→ Work instructions: Every line below should be repeated exactly.

(Entries from a dataset)
....
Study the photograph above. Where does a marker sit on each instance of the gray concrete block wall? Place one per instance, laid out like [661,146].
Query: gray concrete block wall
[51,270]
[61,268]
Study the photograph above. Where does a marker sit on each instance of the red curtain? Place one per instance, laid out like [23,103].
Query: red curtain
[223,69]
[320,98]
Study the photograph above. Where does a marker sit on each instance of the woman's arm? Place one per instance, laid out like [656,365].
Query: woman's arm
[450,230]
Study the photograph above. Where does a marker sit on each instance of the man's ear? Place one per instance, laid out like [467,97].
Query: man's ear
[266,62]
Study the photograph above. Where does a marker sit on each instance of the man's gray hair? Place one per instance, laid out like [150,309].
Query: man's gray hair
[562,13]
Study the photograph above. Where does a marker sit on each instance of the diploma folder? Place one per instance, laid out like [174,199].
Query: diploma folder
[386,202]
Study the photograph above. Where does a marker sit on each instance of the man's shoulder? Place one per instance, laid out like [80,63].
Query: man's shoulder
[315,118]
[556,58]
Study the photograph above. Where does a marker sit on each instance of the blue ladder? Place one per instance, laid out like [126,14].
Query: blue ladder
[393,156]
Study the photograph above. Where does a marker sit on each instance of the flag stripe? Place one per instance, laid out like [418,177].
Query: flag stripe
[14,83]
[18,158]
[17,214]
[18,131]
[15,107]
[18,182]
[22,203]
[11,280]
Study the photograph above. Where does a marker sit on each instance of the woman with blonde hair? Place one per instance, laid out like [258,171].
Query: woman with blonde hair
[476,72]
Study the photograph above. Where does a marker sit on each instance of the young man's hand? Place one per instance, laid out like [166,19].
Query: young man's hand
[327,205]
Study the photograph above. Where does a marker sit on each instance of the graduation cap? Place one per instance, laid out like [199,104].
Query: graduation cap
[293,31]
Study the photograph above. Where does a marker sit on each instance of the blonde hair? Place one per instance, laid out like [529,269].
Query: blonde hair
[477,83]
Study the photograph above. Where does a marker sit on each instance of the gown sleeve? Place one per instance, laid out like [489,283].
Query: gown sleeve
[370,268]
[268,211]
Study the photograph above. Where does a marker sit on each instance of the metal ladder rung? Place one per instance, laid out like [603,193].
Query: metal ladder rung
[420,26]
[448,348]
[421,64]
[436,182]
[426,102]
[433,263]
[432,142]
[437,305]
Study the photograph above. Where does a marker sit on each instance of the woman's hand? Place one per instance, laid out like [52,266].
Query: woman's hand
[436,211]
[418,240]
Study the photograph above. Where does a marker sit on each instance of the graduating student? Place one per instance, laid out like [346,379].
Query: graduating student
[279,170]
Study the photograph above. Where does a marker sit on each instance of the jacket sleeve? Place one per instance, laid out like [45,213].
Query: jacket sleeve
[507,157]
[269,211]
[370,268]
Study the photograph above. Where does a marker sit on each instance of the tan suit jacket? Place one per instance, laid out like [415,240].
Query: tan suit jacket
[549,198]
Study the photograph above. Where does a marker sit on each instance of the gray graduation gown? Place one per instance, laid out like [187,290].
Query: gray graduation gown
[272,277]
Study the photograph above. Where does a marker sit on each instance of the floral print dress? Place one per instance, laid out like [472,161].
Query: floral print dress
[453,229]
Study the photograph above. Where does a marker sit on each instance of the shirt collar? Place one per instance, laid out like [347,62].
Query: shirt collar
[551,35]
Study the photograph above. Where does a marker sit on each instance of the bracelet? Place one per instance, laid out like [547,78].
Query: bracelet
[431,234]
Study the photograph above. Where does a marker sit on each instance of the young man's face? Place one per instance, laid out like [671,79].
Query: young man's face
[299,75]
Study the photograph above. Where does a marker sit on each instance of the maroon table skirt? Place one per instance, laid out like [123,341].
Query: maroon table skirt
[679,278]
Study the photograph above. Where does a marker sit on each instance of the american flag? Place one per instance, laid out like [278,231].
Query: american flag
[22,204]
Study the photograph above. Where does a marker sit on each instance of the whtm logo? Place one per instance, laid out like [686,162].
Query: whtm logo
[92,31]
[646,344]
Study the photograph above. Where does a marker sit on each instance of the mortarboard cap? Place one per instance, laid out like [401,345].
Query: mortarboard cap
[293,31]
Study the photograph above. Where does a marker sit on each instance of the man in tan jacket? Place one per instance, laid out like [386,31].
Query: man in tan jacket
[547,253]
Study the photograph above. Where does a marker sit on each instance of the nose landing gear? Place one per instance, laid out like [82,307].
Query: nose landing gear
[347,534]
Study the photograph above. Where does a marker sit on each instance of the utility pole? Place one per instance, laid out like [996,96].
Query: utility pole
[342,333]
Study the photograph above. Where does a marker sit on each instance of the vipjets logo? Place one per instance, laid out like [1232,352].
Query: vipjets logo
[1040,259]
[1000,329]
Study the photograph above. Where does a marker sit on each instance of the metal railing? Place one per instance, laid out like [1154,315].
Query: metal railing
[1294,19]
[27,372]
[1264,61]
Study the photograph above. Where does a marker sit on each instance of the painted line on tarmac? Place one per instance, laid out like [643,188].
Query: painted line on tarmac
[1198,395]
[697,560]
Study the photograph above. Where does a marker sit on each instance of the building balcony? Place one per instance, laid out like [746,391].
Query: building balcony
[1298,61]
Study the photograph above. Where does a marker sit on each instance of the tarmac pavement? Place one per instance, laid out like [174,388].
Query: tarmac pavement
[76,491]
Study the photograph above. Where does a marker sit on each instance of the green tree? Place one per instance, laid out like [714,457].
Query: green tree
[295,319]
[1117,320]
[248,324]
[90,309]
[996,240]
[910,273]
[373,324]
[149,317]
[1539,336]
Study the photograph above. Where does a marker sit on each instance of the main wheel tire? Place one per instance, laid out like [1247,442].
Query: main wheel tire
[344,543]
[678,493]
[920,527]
....
→ Solution to this exercise:
Study the photograph above. Where does a marker sit on each instance of the gray concrete block wall? Place one per instance, laid out like [661,146].
Query: gray concrete block wall
[51,270]
[61,268]
Study the photograph above. Where does a marker sit on each instance of the red curtain? Place one per instance, laid out like [23,103].
Query: red curtain
[223,69]
[320,98]
Study the photograph above. Where does a marker sit on each instance of the woman's arm? Place one per instance, laid out like [656,365].
Query: woman's arm
[450,230]
Study the photograph above. Where does a marker sit on each instance of the man's ear? Place one per instance, laid out like [467,97].
Query: man's ear
[266,62]
Study the photograph above. Where does a marker sit on each instance of the man's gray hair? Place one per instance, laid out like [150,309].
Query: man's gray hair
[562,13]
Study the photograph above. Where does a marker sit on each instance of the diploma folder? Place one per instance, laid out like [174,199].
Query: diploma folder
[386,202]
Study the photograph above. Where does a marker sit on each instance of the man's shoulder? Place one per instance, laid out like [80,63].
Query: man's shoulder
[315,118]
[556,58]
Study the photograph above. Where does a marker sit on each instance of the blue ladder? Place one per instance, laid out like [126,14].
Query: blue ladder
[393,156]
Study the photograph above. Where does a marker sit on each instance of the flag stripe? Place one per instance, laid out like [418,177].
Query: flag stripe
[14,83]
[18,158]
[17,214]
[18,131]
[15,107]
[18,182]
[22,203]
[11,280]
Study the photograph above. Where does a marker sit on each instance of the woman with blonde hair? Place one per instance, laid out like [258,171].
Query: woman with blonde hair
[476,72]
Study the photograph above. Where does a marker sit on each instance of the young man's hand? Place one per instance, laid out like [166,19].
Query: young man's hand
[327,205]
Study the photograph above. Where does a marker sit on each instance of the graduation cap? Place one per instance, laid out like [199,104].
Query: graduation cap
[293,31]
Study the photograph above. Where does a marker sit on each instance of the blonde hair? Place one per instance, laid out like [529,269].
Query: blonde hair
[477,83]
Study the photograph above. Where does a marker sit on each instance of the gown sleeve? Place one per instance, laid out like [489,283].
Query: gown sleeve
[370,268]
[268,211]
Study the photograph above. Where does a marker sit on each instance of the metal ladder rung? Place one per instance, laid out like [603,193].
Query: metal ladder rung
[420,26]
[448,348]
[421,64]
[436,182]
[426,102]
[433,263]
[432,142]
[437,305]
Study the photograph above. Where does a marker sit on each instance of the woman's hand? Place one per instance, laid out like [52,266].
Query: woman's hand
[436,211]
[418,240]
Study the photograph above. Where does a marker sit on each instance of the graduating student? Place one per instance, laid out like [346,379].
Query: graduating student
[279,170]
Study the photograph above. Where does a marker sit on each instance of the jacket sleeve? Place one per instance, laid out like [45,213].
Query: jacket sleeve
[507,157]
[269,211]
[370,268]
Study the photograph above. Where does a marker sit on each instance of the tan suit jacket? Place one per instance, laid out like [415,240].
Query: tan suit jacket
[549,198]
Study the photograph above. Where does a marker sit on each instance of the gray graduation gown? Place one per instance, laid out like [187,290].
Query: gray graduation gown
[272,277]
Study the photograph above. Where does a marker sit on each instance of the floral print dress? Place one per instance, laid out like [472,161].
Query: floral print dress
[453,229]
Study the photograph above. Where does a marker sit on each instance of the shirt collar? Place one per instance, laid out like [347,62].
Query: shirt collar
[551,35]
Study the photograph above. Where does a marker sit on each instance of the bracelet? Place one per instance, laid out like [547,78].
Query: bracelet
[431,234]
Study the photograph above. Where does a marker sit on each instance of the young man's face? Place one per instance, laid out like [671,79].
Query: young man's face
[299,75]
Study the photograph above. Where does a marker sit on each instance of the maroon table skirt? Place one per instance, laid out like [123,341].
Query: maroon table skirt
[679,278]
Study the photograph above. Where does a marker sit on each instance of the american flag? Place one per instance, laid out like [278,231].
Query: american flag
[22,204]
Study the photograph above. Where does a marker sit on each instance of the whtm logo? Place one per instance, laid out like [686,162].
Query: whtm logo
[92,31]
[646,344]
Study the photograph above. Where does a marker sit on each instance of the mortarboard cap? Place one per instance, laid out like [401,345].
Query: mortarboard cap
[293,31]
Study the photograph above. Where does a marker sit on each instance of the man in tan jacket? Place one per instance, laid out like [386,31].
Query: man in tan jacket
[547,253]
Study the photograph above. Where does a marker sit on each instance of the nose landing gear? Place one per instance, laid out like [82,307].
Query: nose landing gear
[347,534]
Study the photograph above. Where does a marker sit on each instance of the utility pole? Place one per instance, laid out like [996,96].
Query: utility pole
[342,333]
Study the photograph above. Where does a marker sit on each instance of the vipjets logo? Place one per instance, laid out like [1232,352].
Query: vipjets logo
[1040,259]
[1000,329]
Study the photograph above. Where does a marker sit on each instance of the metal railing? Place one per instance, laid out like [1154,315].
Query: metal railing
[1294,19]
[27,372]
[1264,61]
Study the photograph above. Where does a marker sit on each instance of the painted line on tarmac? Place one per instance, laid out like [643,188].
Query: painted line on tarmac
[1198,395]
[697,560]
Study the photograph above. Where does a marker sit on each instance of the building balcony? Place one per instance, laid out like [746,391].
Query: building balcony
[1298,61]
Study the photograph above. Where does a marker sit on each instance of the tarmac pavement? Place one per instance, laid out like [174,388].
Query: tarmac pavement
[76,491]
Study the photograph above. Where does a marker sit on each instance of the green tree? Place one per instance, laid out like [714,457].
Query: green tree
[295,319]
[1117,320]
[248,324]
[90,309]
[996,240]
[910,273]
[373,324]
[149,317]
[1539,336]
Study the photograph above. Where does a marker sit on each instance of the main wheel tire? Place one per instance, laid out like [1247,442].
Query: main wheel tire
[344,543]
[678,493]
[920,527]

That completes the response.